Task input
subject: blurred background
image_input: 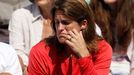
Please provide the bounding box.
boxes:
[0,0,31,43]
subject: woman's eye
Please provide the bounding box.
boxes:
[61,20,71,25]
[55,20,72,26]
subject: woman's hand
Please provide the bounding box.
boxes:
[65,29,90,58]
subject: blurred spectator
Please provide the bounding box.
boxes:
[8,0,54,73]
[0,42,22,75]
[90,0,134,75]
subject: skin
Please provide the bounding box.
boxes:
[104,0,117,4]
[35,0,54,6]
[35,0,55,18]
[35,0,54,38]
[0,73,12,75]
[109,73,112,75]
[131,69,134,75]
[104,0,117,9]
[55,10,90,58]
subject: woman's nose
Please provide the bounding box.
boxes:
[57,23,65,30]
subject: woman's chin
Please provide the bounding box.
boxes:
[58,38,66,44]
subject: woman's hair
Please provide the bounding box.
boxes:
[29,0,34,3]
[46,0,98,53]
[90,0,134,52]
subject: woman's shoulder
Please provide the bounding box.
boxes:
[97,39,112,52]
[30,40,52,55]
[31,40,47,50]
[97,39,110,46]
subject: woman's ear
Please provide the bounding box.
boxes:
[80,19,88,30]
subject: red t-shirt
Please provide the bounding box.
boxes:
[27,40,112,75]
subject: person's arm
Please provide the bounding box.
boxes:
[129,30,134,75]
[131,68,134,75]
[0,73,12,75]
[109,73,112,75]
[18,55,27,75]
[130,52,134,75]
[77,40,112,75]
[130,47,134,75]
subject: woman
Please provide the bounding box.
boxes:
[90,0,134,74]
[8,0,54,72]
[27,0,112,75]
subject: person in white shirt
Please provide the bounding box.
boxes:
[0,42,22,75]
[8,0,55,72]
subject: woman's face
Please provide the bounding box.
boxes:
[104,0,117,4]
[54,10,83,43]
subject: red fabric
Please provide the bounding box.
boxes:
[27,40,112,75]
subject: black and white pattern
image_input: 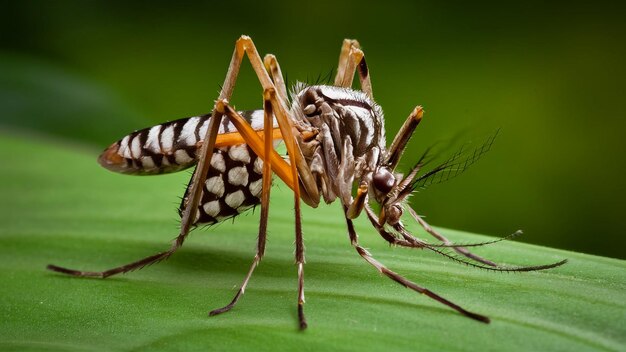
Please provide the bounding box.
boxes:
[98,110,274,175]
[178,144,265,225]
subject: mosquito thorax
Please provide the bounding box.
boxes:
[294,84,386,159]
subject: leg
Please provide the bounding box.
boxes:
[209,94,275,316]
[386,106,424,171]
[346,181,368,219]
[407,207,498,267]
[45,38,248,278]
[344,212,490,323]
[334,39,374,99]
[263,54,288,106]
[215,91,309,329]
[266,89,309,330]
[263,54,321,206]
[46,233,190,278]
[334,39,360,86]
[45,36,300,280]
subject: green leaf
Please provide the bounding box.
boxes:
[0,133,624,352]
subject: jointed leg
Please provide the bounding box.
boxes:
[265,90,309,329]
[46,232,191,278]
[214,89,309,329]
[344,212,490,323]
[386,106,424,171]
[47,36,302,283]
[45,39,242,278]
[263,55,320,205]
[407,208,498,267]
[209,95,276,316]
[334,39,374,99]
[264,54,289,107]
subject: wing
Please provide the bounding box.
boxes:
[98,110,280,175]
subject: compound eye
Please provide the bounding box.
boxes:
[373,168,395,194]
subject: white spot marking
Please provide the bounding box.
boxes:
[119,135,131,159]
[205,175,225,197]
[161,124,175,152]
[228,145,250,163]
[228,166,249,186]
[225,190,245,209]
[141,156,155,169]
[174,149,193,164]
[253,157,263,174]
[210,153,225,172]
[248,110,278,130]
[130,135,142,159]
[203,201,220,217]
[178,117,199,146]
[249,179,263,197]
[145,125,162,153]
[198,119,208,141]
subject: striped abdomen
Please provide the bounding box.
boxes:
[98,110,270,175]
[99,110,273,225]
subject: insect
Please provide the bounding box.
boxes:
[47,36,566,329]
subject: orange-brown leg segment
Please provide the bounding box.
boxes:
[263,53,320,206]
[334,39,374,99]
[48,35,312,329]
[334,39,360,87]
[45,37,272,279]
[212,91,309,328]
[209,94,276,317]
[203,35,311,327]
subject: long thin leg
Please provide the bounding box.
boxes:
[264,53,320,205]
[214,91,308,329]
[334,39,374,99]
[266,90,308,330]
[344,211,490,324]
[407,207,497,267]
[45,36,294,279]
[364,205,567,272]
[386,106,424,171]
[46,40,242,278]
[334,39,360,87]
[209,94,275,316]
[263,54,289,106]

Exercise
Pull every line containing the word "white" out of the listing.

Answer below
subject: person in white shirt
subject: black and white pattern
subject: white spot marking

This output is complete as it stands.